[Collection entries]

#####

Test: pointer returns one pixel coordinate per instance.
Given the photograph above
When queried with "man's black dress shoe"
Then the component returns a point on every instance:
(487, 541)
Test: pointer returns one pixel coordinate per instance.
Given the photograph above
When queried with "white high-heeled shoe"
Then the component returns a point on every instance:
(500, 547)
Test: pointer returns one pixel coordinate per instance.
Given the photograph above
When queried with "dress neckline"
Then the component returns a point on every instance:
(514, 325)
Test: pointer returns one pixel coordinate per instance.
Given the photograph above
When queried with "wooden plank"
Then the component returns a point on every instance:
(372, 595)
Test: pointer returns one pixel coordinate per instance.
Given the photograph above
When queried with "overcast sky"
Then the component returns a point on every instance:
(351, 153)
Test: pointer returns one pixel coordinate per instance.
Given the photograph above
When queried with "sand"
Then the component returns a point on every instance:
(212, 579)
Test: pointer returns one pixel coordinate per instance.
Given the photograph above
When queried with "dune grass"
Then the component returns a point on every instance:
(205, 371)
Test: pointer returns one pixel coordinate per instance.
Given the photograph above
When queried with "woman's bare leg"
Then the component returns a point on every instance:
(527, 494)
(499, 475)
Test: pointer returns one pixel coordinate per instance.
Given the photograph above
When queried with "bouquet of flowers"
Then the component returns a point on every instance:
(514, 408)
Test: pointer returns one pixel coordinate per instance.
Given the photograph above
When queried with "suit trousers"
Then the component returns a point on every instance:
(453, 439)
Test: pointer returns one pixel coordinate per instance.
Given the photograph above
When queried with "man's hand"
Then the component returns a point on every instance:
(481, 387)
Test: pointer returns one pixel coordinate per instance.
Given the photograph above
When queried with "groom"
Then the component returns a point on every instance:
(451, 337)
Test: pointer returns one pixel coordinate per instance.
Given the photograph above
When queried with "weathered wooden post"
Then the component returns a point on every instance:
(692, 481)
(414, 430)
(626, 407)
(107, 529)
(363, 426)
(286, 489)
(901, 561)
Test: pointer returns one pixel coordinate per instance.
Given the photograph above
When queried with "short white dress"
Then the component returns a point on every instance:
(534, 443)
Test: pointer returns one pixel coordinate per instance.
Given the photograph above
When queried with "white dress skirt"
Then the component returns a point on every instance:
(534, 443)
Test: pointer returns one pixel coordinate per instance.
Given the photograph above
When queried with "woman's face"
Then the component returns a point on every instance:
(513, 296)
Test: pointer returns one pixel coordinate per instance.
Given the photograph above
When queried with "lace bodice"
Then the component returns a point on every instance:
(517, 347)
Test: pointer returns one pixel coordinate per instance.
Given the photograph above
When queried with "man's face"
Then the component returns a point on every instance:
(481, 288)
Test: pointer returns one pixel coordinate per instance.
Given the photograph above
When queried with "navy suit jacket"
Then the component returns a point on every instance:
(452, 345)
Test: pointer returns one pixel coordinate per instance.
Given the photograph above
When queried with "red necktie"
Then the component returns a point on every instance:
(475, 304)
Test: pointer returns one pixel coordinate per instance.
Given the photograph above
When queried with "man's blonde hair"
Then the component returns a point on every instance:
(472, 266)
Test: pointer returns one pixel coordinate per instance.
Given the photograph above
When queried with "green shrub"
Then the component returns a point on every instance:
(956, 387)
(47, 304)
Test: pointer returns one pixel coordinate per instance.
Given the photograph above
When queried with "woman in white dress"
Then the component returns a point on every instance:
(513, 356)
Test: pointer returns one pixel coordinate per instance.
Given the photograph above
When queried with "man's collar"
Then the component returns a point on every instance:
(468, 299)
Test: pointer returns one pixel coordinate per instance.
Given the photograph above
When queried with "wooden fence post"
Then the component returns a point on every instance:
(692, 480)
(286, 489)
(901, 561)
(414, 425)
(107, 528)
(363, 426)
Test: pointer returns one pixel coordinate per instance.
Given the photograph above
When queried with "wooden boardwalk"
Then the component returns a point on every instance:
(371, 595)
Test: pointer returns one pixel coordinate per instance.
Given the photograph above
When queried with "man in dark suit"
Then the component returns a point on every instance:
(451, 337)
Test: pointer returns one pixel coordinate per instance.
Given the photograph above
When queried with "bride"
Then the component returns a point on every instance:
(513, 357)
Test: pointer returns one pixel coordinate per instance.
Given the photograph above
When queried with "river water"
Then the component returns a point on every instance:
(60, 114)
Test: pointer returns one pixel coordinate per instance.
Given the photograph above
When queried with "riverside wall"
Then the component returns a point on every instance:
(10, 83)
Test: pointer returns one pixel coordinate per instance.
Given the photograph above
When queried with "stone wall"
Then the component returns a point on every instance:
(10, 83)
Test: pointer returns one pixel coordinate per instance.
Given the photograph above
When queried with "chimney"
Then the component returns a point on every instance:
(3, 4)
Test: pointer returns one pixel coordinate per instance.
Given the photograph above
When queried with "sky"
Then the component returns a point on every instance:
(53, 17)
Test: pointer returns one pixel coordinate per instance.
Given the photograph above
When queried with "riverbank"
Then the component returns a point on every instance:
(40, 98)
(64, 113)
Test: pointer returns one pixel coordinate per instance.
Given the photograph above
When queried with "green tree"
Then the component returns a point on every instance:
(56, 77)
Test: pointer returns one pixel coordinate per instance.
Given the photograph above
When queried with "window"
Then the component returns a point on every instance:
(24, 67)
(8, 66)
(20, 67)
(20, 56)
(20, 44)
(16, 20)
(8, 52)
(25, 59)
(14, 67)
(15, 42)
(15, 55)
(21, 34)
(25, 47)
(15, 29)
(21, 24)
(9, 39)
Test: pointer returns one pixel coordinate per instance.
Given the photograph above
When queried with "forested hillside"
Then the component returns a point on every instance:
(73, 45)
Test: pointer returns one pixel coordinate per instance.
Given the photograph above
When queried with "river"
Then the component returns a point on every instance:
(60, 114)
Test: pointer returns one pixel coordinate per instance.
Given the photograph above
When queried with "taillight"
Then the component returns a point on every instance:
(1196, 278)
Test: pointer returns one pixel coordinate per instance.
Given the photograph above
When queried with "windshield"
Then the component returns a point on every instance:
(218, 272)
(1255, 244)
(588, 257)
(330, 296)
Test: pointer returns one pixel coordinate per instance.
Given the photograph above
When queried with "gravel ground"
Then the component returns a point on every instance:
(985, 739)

#####

= Exercise description =
Return every line from the entries above that contains the string "shoe".

= Written solution =
When queried with "man's black dress shoe"
When queried with "white high-heeled shoe"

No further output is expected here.